■ **EXERCISE DETAILS**: Swap "marker" for "dot" in the lines running from the one containing "boy in black" through the last line, both ends included. Reproduce only those lines and leave everything else unchanged.
===
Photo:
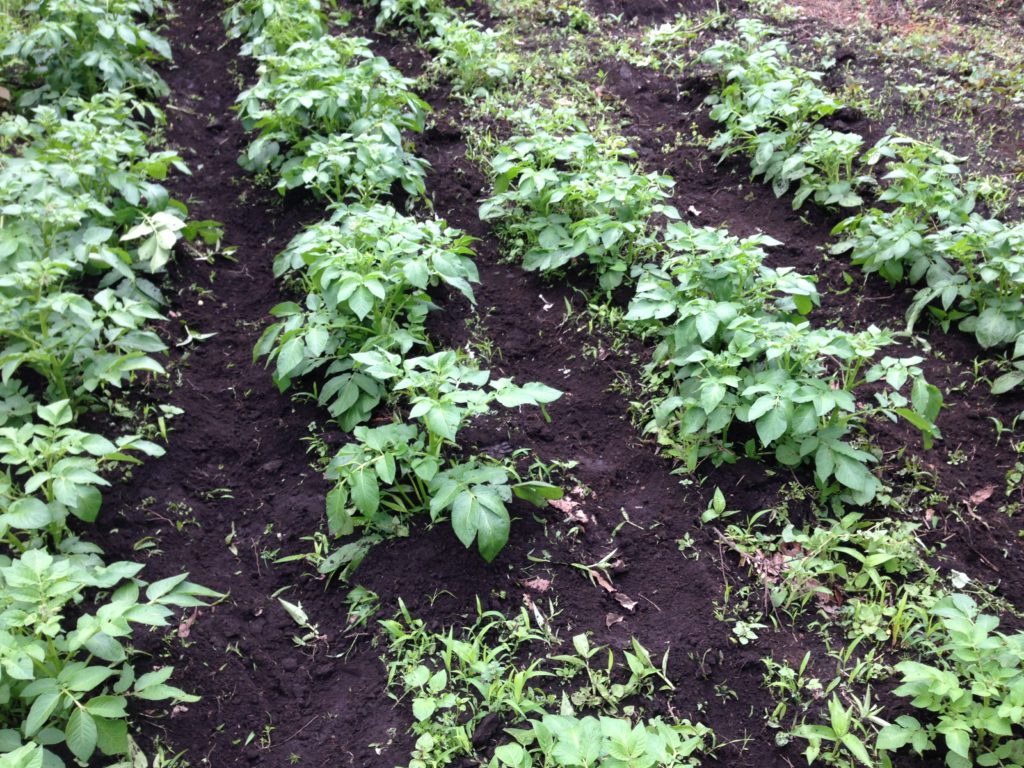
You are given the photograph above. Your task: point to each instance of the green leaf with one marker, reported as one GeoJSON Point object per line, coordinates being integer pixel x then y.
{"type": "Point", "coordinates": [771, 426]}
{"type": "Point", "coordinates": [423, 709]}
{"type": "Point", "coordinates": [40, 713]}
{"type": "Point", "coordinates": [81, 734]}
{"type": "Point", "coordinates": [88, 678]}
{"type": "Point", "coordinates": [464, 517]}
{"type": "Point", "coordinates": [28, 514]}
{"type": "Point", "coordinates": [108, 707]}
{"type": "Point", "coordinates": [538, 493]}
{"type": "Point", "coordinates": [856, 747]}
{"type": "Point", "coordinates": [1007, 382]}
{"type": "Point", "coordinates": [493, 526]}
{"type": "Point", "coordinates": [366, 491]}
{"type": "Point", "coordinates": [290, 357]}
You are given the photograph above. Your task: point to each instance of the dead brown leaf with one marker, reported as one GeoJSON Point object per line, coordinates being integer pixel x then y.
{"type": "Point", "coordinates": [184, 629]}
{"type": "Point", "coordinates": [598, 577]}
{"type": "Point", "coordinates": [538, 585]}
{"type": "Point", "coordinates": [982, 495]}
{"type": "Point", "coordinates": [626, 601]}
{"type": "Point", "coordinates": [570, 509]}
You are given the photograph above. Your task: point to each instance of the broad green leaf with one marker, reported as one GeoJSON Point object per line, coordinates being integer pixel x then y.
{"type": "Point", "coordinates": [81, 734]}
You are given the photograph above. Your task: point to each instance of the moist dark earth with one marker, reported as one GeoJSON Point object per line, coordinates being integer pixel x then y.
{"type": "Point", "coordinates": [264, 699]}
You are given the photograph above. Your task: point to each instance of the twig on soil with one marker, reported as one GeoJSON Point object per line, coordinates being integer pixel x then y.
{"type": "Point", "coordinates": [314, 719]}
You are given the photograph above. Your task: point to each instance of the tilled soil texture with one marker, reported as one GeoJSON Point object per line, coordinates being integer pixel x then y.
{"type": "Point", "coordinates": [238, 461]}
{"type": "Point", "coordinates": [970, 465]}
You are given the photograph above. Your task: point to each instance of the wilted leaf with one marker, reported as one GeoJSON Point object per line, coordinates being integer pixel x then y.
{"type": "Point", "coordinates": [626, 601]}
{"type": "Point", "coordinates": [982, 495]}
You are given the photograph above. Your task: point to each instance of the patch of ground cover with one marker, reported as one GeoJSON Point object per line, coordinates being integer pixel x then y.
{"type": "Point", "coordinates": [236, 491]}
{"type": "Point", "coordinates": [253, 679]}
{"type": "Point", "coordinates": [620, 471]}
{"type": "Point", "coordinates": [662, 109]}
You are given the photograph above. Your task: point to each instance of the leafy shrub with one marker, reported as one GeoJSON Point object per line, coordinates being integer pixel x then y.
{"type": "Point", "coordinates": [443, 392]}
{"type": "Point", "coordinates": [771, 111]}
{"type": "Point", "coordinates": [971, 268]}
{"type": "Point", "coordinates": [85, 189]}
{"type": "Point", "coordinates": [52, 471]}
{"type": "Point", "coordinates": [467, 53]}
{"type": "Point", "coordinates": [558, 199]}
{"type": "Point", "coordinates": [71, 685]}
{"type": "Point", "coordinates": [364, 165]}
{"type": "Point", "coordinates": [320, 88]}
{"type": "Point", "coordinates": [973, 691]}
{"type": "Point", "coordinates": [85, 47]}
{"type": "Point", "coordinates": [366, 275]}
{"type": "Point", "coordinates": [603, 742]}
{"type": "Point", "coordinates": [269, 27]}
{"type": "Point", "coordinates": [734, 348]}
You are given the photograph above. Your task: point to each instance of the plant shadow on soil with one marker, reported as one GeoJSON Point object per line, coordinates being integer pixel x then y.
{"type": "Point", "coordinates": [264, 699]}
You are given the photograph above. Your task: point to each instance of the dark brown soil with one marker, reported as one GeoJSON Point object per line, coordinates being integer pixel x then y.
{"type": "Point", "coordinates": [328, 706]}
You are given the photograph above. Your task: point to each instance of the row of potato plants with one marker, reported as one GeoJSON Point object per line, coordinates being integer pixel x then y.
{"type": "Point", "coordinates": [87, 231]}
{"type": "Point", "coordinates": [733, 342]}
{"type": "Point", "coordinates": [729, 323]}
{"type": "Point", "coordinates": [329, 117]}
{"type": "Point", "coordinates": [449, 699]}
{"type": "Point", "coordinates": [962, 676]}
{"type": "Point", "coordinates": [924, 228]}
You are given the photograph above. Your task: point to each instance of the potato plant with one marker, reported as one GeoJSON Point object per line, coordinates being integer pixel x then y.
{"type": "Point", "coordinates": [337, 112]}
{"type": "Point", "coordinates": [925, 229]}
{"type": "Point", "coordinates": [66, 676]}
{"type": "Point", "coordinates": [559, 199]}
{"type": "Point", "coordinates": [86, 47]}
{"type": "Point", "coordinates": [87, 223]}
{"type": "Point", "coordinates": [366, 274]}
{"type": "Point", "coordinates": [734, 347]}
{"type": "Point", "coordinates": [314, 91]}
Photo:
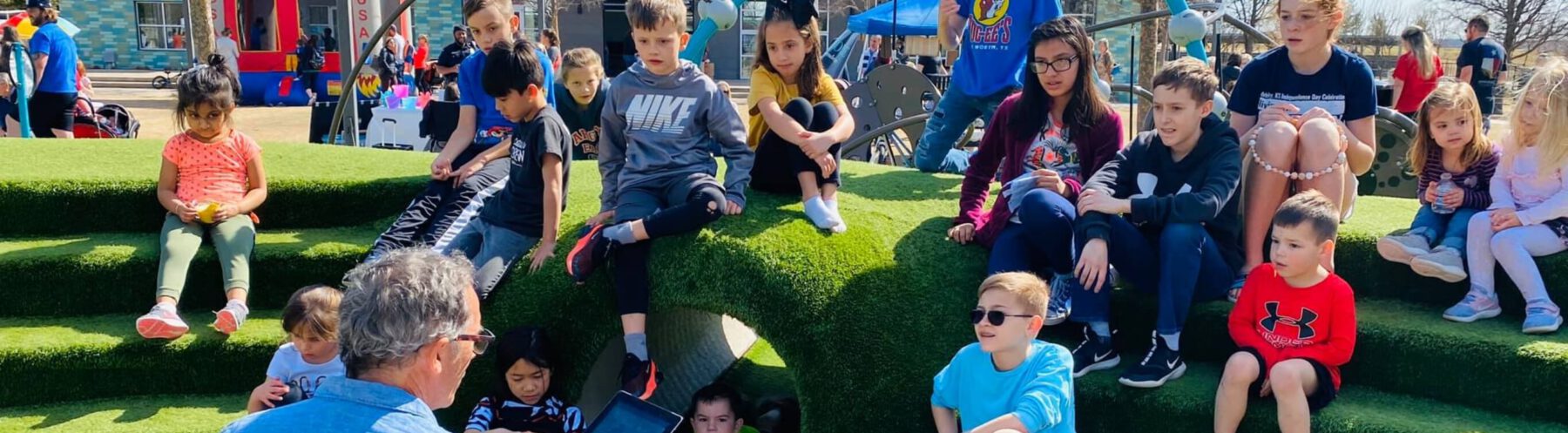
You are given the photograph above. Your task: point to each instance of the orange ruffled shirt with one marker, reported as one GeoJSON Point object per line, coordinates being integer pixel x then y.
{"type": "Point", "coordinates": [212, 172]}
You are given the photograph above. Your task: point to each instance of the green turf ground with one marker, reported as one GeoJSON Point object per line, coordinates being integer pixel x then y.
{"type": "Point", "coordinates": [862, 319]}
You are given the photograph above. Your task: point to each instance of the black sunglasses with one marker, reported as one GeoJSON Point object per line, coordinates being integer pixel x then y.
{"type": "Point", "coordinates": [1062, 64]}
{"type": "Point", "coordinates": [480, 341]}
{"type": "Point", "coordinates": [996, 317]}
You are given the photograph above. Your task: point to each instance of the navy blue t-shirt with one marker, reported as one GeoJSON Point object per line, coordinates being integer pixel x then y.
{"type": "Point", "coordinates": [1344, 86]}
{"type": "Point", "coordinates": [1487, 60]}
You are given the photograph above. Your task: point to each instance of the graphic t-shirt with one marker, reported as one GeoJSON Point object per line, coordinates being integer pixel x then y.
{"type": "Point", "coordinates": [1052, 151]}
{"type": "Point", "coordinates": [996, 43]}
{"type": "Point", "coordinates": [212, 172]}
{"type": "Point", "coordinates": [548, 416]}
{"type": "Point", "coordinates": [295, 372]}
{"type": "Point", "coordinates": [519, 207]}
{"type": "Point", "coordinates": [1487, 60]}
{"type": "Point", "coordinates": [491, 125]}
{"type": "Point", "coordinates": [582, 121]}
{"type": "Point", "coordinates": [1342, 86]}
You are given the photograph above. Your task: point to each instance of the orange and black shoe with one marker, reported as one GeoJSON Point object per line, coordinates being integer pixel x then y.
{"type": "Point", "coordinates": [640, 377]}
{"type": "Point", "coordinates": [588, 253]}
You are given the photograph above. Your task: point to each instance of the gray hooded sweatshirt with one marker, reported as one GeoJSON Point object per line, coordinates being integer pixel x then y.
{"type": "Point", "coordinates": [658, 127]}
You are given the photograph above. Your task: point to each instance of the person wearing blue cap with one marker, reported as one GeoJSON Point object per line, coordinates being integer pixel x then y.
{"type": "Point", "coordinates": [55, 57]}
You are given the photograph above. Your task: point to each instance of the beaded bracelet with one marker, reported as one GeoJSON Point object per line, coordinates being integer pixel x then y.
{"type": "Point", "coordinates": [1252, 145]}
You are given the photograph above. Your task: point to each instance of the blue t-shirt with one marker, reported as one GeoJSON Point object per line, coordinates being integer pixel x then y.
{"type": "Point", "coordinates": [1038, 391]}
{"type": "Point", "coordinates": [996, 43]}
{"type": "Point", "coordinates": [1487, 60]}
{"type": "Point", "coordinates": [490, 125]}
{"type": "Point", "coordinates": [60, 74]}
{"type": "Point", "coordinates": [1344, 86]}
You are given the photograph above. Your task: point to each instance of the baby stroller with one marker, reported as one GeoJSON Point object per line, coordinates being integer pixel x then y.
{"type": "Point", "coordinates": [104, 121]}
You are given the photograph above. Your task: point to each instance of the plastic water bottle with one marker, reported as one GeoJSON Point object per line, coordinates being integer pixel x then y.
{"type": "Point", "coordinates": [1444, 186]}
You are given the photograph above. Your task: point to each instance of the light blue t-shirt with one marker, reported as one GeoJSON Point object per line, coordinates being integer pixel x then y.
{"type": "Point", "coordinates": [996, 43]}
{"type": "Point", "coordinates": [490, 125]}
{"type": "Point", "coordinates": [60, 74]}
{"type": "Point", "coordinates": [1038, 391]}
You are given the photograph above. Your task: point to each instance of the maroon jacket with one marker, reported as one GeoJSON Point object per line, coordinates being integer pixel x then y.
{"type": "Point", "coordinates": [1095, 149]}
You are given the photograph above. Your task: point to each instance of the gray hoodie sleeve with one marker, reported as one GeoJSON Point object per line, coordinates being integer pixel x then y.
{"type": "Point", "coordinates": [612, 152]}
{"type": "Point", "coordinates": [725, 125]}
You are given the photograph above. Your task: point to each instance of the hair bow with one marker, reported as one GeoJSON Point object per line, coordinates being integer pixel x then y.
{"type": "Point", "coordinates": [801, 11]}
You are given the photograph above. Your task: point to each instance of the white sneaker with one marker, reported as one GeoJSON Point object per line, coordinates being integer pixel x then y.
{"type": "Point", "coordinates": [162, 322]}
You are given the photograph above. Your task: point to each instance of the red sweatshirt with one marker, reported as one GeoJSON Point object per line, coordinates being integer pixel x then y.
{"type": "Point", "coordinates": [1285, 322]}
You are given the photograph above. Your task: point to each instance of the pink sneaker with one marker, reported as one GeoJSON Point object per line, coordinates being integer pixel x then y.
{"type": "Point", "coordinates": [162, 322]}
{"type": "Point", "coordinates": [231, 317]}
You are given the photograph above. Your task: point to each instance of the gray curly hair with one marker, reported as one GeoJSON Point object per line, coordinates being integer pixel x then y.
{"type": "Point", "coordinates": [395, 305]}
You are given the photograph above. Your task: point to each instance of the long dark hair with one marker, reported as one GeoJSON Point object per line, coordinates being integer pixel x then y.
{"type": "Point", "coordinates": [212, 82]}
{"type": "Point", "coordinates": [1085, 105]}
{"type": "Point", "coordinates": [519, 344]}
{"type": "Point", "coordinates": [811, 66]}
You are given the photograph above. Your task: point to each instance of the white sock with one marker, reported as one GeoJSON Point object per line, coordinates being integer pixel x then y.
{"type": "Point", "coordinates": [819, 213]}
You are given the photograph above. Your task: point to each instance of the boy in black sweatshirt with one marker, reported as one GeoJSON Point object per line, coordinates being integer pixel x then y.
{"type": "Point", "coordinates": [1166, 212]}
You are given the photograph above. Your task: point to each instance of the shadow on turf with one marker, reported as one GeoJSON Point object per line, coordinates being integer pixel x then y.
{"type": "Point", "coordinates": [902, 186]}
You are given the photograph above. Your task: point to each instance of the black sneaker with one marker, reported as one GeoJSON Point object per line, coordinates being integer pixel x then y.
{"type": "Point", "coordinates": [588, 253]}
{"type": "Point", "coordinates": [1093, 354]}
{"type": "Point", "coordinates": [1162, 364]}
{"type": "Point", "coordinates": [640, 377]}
===
■ **CORRECT RESPONSE**:
You are given the photograph above. Your task: point to each instance of the boy in black sweatshirt with one dot, reported as one GeoJSON Point object per line, coordinates being integer pixel x then y.
{"type": "Point", "coordinates": [1166, 212]}
You are given the photograph above. Your task: point to each instance of the shadow on turf with one dot, reported as one GeoJSON Point object per line, coordinates being integer pixel x then y.
{"type": "Point", "coordinates": [902, 186]}
You are given the photograph above. Your task: point to each instance of the black sneaker with one dot, reported as one GeoJSON Point object per line, coordinates being integer pixel x then y.
{"type": "Point", "coordinates": [588, 253]}
{"type": "Point", "coordinates": [1093, 354]}
{"type": "Point", "coordinates": [1162, 364]}
{"type": "Point", "coordinates": [640, 377]}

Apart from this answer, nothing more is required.